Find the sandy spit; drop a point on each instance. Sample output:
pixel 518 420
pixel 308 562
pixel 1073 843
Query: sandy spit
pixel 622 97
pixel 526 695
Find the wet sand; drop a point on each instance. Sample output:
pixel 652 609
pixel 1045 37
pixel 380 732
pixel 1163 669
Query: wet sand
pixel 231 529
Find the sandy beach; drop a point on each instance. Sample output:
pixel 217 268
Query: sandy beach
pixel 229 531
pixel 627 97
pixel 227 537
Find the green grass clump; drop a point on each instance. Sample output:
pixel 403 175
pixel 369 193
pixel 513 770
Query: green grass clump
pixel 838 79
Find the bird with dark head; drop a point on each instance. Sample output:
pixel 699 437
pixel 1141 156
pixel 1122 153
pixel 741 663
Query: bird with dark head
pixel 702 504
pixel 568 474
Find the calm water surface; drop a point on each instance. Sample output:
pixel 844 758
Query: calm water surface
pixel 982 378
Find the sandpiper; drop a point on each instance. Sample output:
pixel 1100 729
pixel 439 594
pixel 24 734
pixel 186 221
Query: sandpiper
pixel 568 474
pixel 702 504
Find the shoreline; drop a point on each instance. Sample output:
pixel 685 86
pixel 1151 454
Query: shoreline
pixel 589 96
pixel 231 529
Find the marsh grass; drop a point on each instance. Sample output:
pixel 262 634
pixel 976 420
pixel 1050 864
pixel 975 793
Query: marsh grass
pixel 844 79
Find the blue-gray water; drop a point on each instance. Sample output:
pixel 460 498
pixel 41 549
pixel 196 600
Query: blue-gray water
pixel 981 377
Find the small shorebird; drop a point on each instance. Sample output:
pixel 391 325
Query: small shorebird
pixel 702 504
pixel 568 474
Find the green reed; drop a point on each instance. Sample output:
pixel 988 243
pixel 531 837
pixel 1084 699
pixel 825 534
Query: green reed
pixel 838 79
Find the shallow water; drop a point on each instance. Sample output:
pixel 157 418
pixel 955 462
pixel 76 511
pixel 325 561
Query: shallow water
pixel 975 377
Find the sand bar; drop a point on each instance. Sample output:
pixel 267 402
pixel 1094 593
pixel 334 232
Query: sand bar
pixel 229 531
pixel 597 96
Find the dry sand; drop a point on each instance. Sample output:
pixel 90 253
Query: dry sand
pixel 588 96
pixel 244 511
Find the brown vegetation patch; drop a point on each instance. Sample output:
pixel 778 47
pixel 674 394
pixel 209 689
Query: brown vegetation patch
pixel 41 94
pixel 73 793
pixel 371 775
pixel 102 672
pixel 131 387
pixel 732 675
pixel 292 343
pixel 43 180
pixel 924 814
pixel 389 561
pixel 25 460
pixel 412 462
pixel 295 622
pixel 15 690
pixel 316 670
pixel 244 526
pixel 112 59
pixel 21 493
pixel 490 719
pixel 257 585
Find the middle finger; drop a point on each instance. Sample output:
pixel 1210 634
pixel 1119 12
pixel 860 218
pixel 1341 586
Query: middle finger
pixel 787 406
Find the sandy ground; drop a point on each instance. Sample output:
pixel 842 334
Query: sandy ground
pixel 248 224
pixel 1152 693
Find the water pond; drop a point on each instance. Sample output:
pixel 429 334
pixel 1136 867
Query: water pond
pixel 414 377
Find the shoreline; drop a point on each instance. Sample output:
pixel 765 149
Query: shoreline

**Directions:**
Copy every one of the lines above word for word, changing nothing.

**Finished task:**
Find the sandy spit; drop a point on each instance. Sample output:
pixel 518 420
pixel 308 562
pixel 1073 843
Query: sandy spit
pixel 622 97
pixel 526 695
Find the wet sand; drop a point on each instance. Sample output:
pixel 652 609
pixel 1045 37
pixel 380 732
pixel 1163 669
Query: wet sand
pixel 231 529
Find the sandy beach; drop a point on each instance. Sample output:
pixel 217 268
Query: sandy beach
pixel 229 531
pixel 627 97
pixel 227 537
Find the green grass clump; drop a point on each instance. Sample output:
pixel 403 175
pixel 369 193
pixel 513 770
Query: green grass clump
pixel 838 79
Find the bird with dark head; drop a point on each instance. Sample output:
pixel 699 437
pixel 1141 156
pixel 1122 153
pixel 741 663
Query: bird with dark head
pixel 702 504
pixel 568 474
Find the calm water surface; drop a point on each instance. Sample output:
pixel 844 758
Query: calm water surface
pixel 982 378
Find the sandpiper; drop a point on each instance. Sample output:
pixel 1100 729
pixel 439 594
pixel 24 734
pixel 186 221
Query: sandpiper
pixel 568 474
pixel 702 504
Find the shoreline; drop a point on each instance. Sample output:
pixel 685 86
pixel 1151 454
Query: shoreline
pixel 589 96
pixel 231 529
Find the marsh grass; drop a point on each instance. Sample output:
pixel 262 634
pixel 976 420
pixel 1050 864
pixel 975 793
Query: marsh grass
pixel 844 79
Find the blue-gray water; drop a point on each instance. Sample output:
pixel 460 498
pixel 41 549
pixel 196 600
Query: blue-gray water
pixel 981 377
Find the small shorebird; drop a point on each instance. Sample output:
pixel 391 325
Query: small shorebird
pixel 702 504
pixel 568 474
Find the green reed; drop a point on each instance. Sample output:
pixel 988 243
pixel 531 837
pixel 1084 699
pixel 825 534
Query: green reed
pixel 838 79
Find the shallow water; drop a point on each instance. Sample output:
pixel 157 418
pixel 955 462
pixel 76 511
pixel 325 561
Query: shallow water
pixel 975 377
Find the sand bar; drop a point on each instance. Sample output:
pixel 267 402
pixel 1094 593
pixel 334 232
Query: sand bar
pixel 229 531
pixel 597 96
Find the dry sand; drop a point on each instance. Sample output:
pixel 90 253
Query: dry sand
pixel 588 96
pixel 244 511
Find the brown vegetation patch; drop a point on each instance. Sample output:
pixel 778 47
pixel 674 394
pixel 209 689
Query: brown vegetation patch
pixel 41 94
pixel 73 793
pixel 371 775
pixel 102 672
pixel 131 387
pixel 732 675
pixel 292 343
pixel 43 180
pixel 924 814
pixel 389 561
pixel 25 460
pixel 412 462
pixel 295 622
pixel 15 690
pixel 316 670
pixel 244 526
pixel 112 59
pixel 21 493
pixel 490 719
pixel 257 585
Find the middle finger; drop a point on each instance. Sample output:
pixel 1210 634
pixel 1119 12
pixel 860 218
pixel 1341 586
Query: middle finger
pixel 787 406
Find the sandy ground; drop a point on each instance. Sample output:
pixel 842 334
Query: sandy ground
pixel 248 224
pixel 1152 693
Find the water pond; drop a point on each instance. Sample output:
pixel 429 334
pixel 1136 867
Query: water pond
pixel 414 377
Find the shoreline; drop a point on each instance. Sample output:
pixel 765 149
Query: shoreline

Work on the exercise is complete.